Both the line with "Annotation task — mark the white" and the line with "Annotation task — mark the hillside" in the records below must appear in the output, along with every line between them, exactly and with nothing added.
── Data under study ──
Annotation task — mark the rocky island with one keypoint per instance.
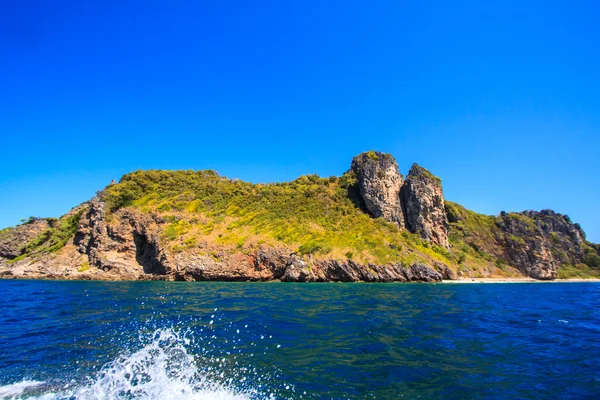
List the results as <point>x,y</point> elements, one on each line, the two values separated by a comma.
<point>370,225</point>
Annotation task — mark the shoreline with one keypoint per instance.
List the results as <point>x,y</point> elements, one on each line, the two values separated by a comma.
<point>518,280</point>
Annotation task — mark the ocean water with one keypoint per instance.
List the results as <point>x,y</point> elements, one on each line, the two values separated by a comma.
<point>175,340</point>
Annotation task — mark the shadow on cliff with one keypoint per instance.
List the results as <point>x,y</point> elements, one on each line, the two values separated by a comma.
<point>147,255</point>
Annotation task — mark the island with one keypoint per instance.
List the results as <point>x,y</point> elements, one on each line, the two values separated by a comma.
<point>369,225</point>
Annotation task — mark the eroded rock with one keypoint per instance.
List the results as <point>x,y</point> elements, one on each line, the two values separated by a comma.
<point>379,182</point>
<point>423,206</point>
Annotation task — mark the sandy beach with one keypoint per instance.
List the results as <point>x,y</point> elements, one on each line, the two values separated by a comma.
<point>517,280</point>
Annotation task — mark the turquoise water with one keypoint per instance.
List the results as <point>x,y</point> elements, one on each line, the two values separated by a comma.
<point>278,340</point>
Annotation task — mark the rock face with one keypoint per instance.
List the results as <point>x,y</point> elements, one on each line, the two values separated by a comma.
<point>423,206</point>
<point>14,240</point>
<point>129,247</point>
<point>379,182</point>
<point>416,204</point>
<point>128,243</point>
<point>124,247</point>
<point>536,243</point>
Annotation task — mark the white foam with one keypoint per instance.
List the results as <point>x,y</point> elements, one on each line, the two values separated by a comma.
<point>15,389</point>
<point>162,369</point>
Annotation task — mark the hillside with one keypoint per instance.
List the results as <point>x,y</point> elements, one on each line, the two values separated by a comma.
<point>370,224</point>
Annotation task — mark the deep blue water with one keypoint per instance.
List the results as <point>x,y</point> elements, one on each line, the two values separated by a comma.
<point>255,340</point>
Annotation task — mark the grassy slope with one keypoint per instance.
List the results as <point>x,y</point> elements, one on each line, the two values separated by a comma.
<point>323,217</point>
<point>320,216</point>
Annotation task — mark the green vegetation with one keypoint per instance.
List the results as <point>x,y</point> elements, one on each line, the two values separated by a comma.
<point>84,267</point>
<point>312,215</point>
<point>54,238</point>
<point>580,271</point>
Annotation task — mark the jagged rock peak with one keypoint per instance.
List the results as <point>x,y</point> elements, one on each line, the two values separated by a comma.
<point>551,221</point>
<point>379,182</point>
<point>423,205</point>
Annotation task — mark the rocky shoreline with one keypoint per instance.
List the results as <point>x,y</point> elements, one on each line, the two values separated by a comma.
<point>99,240</point>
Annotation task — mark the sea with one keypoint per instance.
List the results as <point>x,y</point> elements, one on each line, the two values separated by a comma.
<point>211,340</point>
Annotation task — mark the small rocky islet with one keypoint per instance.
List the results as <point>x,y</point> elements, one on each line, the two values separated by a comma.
<point>369,225</point>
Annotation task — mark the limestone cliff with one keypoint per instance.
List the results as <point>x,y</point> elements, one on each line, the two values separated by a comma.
<point>537,243</point>
<point>368,225</point>
<point>380,181</point>
<point>423,205</point>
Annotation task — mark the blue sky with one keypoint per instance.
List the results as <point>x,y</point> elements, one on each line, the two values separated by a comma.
<point>499,99</point>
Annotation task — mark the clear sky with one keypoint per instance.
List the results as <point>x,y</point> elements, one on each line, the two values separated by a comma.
<point>501,99</point>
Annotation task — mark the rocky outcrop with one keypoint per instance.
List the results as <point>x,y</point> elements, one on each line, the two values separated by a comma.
<point>423,206</point>
<point>168,243</point>
<point>379,182</point>
<point>537,243</point>
<point>416,204</point>
<point>131,247</point>
<point>13,240</point>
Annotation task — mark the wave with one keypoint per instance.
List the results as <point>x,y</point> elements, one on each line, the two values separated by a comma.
<point>162,369</point>
<point>16,389</point>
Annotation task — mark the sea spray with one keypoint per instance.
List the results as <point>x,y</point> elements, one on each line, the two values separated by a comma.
<point>197,361</point>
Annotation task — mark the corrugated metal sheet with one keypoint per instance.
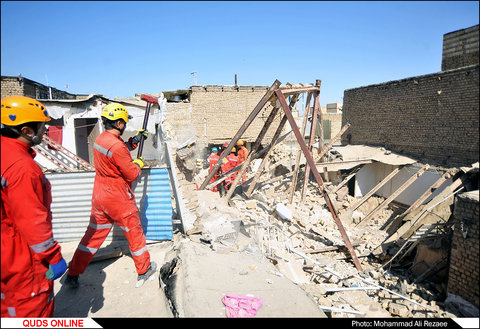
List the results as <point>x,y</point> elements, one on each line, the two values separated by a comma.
<point>72,197</point>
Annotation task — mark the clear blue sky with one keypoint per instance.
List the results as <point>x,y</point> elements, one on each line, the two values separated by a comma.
<point>123,48</point>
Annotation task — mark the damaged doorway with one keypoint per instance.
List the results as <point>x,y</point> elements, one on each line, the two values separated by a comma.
<point>86,131</point>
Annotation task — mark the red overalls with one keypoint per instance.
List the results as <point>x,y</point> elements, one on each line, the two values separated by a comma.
<point>27,240</point>
<point>212,161</point>
<point>113,201</point>
<point>242,156</point>
<point>232,163</point>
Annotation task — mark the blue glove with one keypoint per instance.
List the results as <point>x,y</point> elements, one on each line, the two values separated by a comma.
<point>56,270</point>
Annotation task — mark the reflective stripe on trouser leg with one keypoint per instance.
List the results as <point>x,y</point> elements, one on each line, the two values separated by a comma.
<point>97,232</point>
<point>132,228</point>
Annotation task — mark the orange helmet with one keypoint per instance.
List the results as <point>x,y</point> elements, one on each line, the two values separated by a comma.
<point>17,110</point>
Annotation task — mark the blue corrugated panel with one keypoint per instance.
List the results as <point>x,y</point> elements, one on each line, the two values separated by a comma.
<point>156,211</point>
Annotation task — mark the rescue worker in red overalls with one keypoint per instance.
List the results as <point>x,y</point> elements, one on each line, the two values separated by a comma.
<point>242,156</point>
<point>212,161</point>
<point>230,162</point>
<point>113,200</point>
<point>31,258</point>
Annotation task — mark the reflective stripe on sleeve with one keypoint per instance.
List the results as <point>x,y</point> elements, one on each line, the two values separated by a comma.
<point>4,182</point>
<point>42,246</point>
<point>100,227</point>
<point>11,311</point>
<point>51,297</point>
<point>87,249</point>
<point>138,252</point>
<point>125,229</point>
<point>102,150</point>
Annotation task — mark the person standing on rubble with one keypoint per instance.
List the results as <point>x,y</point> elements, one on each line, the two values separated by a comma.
<point>113,200</point>
<point>212,161</point>
<point>31,258</point>
<point>242,156</point>
<point>230,162</point>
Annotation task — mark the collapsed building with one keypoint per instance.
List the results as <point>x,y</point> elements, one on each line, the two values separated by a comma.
<point>385,226</point>
<point>406,169</point>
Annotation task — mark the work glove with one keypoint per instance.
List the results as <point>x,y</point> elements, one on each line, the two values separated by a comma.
<point>139,162</point>
<point>137,138</point>
<point>56,270</point>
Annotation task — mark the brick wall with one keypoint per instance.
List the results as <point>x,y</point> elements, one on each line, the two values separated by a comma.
<point>433,117</point>
<point>463,276</point>
<point>460,48</point>
<point>15,86</point>
<point>217,113</point>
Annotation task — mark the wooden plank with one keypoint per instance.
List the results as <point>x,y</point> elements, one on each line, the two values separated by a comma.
<point>337,165</point>
<point>373,190</point>
<point>299,152</point>
<point>265,159</point>
<point>310,161</point>
<point>245,125</point>
<point>387,201</point>
<point>255,148</point>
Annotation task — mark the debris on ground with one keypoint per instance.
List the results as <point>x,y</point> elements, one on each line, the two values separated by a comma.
<point>303,242</point>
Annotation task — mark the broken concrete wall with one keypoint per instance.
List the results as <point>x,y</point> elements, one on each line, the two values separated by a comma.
<point>371,174</point>
<point>464,259</point>
<point>434,117</point>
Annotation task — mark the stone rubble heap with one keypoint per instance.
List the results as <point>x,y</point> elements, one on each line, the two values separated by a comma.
<point>303,242</point>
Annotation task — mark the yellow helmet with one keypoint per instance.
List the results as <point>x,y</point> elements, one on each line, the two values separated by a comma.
<point>17,110</point>
<point>115,111</point>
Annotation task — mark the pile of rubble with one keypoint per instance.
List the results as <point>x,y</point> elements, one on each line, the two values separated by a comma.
<point>303,242</point>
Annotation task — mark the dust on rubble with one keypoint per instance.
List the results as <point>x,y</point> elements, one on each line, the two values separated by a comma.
<point>326,272</point>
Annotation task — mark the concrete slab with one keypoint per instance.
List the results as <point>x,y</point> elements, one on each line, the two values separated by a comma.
<point>107,287</point>
<point>204,276</point>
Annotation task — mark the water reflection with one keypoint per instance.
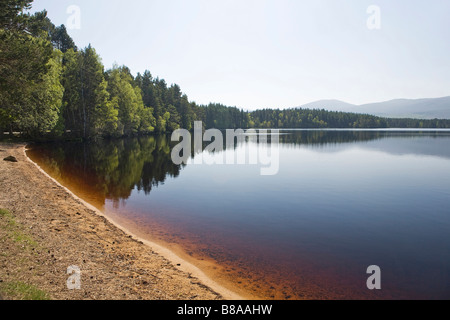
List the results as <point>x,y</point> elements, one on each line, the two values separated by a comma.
<point>113,168</point>
<point>343,200</point>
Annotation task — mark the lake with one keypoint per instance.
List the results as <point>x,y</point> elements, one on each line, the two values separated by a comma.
<point>342,200</point>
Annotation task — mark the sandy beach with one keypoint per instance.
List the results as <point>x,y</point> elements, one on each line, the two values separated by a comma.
<point>58,230</point>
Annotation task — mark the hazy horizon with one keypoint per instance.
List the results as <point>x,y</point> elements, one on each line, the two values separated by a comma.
<point>267,54</point>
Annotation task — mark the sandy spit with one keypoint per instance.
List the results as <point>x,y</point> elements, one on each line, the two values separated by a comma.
<point>114,264</point>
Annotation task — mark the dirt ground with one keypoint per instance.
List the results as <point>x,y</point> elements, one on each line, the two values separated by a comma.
<point>48,230</point>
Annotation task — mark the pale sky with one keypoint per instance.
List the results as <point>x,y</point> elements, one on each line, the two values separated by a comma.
<point>272,54</point>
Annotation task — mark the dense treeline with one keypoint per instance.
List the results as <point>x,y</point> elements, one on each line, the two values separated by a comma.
<point>48,87</point>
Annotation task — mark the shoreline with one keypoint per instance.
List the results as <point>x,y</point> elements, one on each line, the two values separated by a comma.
<point>175,259</point>
<point>186,269</point>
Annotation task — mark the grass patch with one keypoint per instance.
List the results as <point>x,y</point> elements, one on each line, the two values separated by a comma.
<point>23,291</point>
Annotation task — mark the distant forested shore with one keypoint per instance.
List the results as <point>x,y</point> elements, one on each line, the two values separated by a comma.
<point>51,88</point>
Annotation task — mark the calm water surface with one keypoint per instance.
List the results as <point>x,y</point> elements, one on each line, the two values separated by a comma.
<point>342,201</point>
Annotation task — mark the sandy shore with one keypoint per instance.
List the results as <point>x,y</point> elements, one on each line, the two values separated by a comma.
<point>65,231</point>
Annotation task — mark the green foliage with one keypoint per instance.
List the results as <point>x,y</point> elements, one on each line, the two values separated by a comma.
<point>23,291</point>
<point>11,14</point>
<point>48,87</point>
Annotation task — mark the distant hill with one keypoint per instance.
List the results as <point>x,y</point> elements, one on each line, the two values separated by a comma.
<point>434,108</point>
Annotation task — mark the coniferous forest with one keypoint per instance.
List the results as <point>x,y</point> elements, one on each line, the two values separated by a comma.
<point>51,88</point>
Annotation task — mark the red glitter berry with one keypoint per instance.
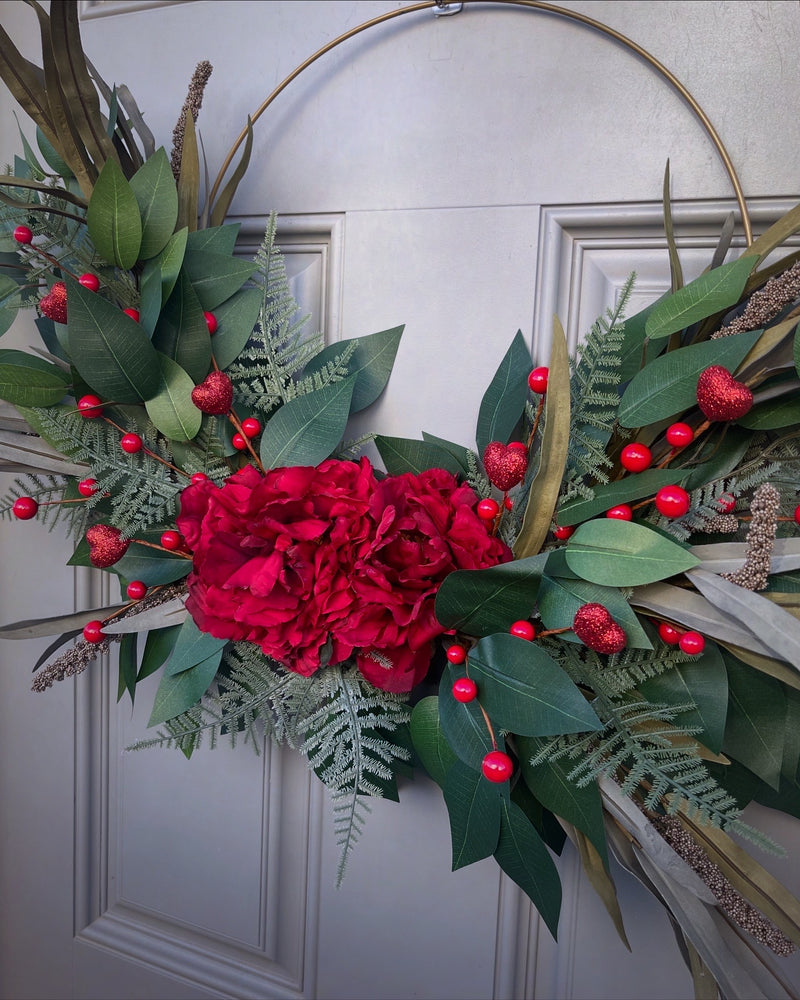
───
[Exercise output]:
Annotation task — mark the white foam with one keypoint per instance.
List the results as <point>x,y</point> elements, one on each line, the two values separated by a comma.
<point>15,389</point>
<point>162,369</point>
Annotation task — mark the hillside with one keypoint per instance.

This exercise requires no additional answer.